== Article ==

* * *

For investigation and explanations it is great to use a mechanical model of living beings, but for description, communication and ethical choices it is fatal. Deciding between things versus autonomous beings will probably always be influenced by cultural prejudices. And just as we are ashamed now for questions like ‘do women have a soul’, and ‘should slaves have the right to vote’, we may well (hopefully, I’d say) be ashamed later for how we treat fellow-mammals today.
Of course, creatures like the zimbo’s of option 2b should always join the club of world-sharers. The criteria are: what do they seem to express and do we have reasons to think or think not that they are sincere? These are complicated questions in the several contexts and I certainly didn’t solve them here. One pro in the approach here is that we can decide on matters of consciousness in a gradual way, while with Chalmers’ approach only a binary answer seems possible: either something is conscious or not. But beside this small profit, no concernable progress has been made. It is just a shift of the problem: from a theoretical discussion to a cultural (society related, ethical) reaching for consensus.
So why bring it up? I come up with it, because I believe that philosophical considerations can only have meaning if they are related to things that matter. Pragmatically, or vitalistically, speaking: thoughts can only be sensible, if they can be linked to our lives. The ultimate contradiction in Chalmers was that he stressed the role of consciousness for investigations, but by making consciousness so utterly non-functional, that it became un-worldly and could have no role or meaning at all.
Consciousness is important. Consciousness was shown by Chalmers to be special by trying to point out something non-functional, and our conclusion was that something was utterly wrong with his conception of it. The normal, recognisable, experiences are devoured by an abstract version of ‘experiences’ in an unreachable and unimportant dimension. The phenomena themselves became something ‘mental’. Even in the pleonastic title this is reflected: The Conscious Mind suggests the existing of something called a mind that is conscious, while it’s in fact neither brains nor minds, but human beings that are conscious. Still: there’s more, or something else, to be told than functional explanations, albeit something more like an aspect of the world than a mental phenomenon.

* * *

== Excerpted records ==
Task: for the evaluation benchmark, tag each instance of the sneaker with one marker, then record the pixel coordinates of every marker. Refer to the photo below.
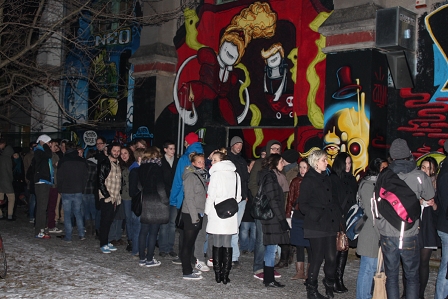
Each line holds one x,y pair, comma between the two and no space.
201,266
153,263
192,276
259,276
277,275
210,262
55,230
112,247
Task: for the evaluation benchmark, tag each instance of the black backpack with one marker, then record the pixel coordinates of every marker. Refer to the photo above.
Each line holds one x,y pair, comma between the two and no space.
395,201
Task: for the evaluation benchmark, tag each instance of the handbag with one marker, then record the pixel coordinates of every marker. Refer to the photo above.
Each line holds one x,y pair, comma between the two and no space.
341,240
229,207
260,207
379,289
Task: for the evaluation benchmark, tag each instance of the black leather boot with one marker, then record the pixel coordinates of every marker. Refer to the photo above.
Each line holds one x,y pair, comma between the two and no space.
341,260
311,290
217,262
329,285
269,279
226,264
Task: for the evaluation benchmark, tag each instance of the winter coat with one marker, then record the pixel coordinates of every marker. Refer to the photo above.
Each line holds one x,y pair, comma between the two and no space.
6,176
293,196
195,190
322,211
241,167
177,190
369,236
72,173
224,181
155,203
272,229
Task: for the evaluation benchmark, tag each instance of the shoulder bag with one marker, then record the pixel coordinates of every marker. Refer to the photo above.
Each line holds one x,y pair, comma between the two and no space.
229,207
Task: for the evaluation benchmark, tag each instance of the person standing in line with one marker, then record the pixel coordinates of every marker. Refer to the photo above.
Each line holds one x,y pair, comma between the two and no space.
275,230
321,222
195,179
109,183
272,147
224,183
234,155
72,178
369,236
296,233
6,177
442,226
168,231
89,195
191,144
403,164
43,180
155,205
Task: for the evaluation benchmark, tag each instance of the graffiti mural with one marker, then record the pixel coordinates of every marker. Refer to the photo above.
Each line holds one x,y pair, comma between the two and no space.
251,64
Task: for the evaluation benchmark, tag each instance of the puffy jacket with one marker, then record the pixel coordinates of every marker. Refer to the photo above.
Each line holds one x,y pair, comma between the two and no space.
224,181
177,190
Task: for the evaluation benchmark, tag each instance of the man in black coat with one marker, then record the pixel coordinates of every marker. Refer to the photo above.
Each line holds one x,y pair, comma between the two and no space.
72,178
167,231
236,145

* * *

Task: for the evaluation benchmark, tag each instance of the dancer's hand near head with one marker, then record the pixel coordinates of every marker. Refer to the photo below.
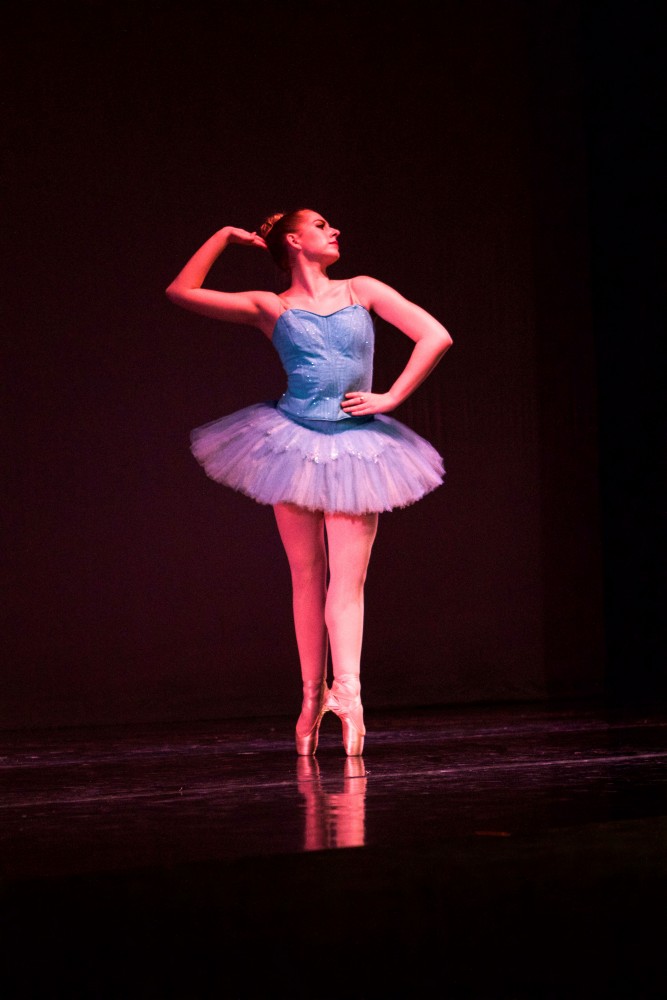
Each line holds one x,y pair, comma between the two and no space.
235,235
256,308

* * *

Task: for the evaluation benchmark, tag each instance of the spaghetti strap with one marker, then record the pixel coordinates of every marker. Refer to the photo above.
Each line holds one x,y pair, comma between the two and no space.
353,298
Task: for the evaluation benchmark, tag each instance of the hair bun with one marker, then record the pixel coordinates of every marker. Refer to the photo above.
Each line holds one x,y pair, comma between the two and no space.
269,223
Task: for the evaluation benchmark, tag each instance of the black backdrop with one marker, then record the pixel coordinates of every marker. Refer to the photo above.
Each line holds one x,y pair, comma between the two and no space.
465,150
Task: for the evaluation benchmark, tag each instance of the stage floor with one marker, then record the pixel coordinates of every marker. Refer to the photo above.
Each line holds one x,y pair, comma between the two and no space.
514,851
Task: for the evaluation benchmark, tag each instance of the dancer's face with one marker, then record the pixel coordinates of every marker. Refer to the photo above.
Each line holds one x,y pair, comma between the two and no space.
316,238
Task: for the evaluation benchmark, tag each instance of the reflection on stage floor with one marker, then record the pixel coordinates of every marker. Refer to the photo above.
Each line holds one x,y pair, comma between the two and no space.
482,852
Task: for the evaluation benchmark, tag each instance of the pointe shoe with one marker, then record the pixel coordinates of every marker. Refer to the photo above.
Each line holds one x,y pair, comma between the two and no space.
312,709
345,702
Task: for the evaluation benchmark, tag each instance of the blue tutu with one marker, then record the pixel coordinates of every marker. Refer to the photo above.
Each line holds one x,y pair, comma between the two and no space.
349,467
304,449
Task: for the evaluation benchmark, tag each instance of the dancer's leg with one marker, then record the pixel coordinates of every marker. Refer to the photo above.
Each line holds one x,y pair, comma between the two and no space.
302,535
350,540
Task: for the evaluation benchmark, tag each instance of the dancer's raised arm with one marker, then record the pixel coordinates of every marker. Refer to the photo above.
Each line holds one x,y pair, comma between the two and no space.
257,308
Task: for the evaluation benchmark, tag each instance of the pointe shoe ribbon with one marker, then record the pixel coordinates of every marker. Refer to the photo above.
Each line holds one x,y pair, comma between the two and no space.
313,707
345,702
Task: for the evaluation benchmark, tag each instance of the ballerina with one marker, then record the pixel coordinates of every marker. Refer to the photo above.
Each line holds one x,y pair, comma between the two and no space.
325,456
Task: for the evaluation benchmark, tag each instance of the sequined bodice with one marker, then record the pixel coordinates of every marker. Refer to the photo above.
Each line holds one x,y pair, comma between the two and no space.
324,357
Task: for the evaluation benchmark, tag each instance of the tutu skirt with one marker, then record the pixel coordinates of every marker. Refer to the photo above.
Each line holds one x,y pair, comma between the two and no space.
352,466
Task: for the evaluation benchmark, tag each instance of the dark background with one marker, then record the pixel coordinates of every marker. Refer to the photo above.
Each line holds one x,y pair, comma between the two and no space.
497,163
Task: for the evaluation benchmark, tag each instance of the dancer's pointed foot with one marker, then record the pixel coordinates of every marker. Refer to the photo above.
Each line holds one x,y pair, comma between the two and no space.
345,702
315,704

* * *

According to the passage on consciousness above, a mechanical model of living beings is fatal for which purposes? List every one it names.

== Exercise result ==
- Description
- Communication
- Ethical choices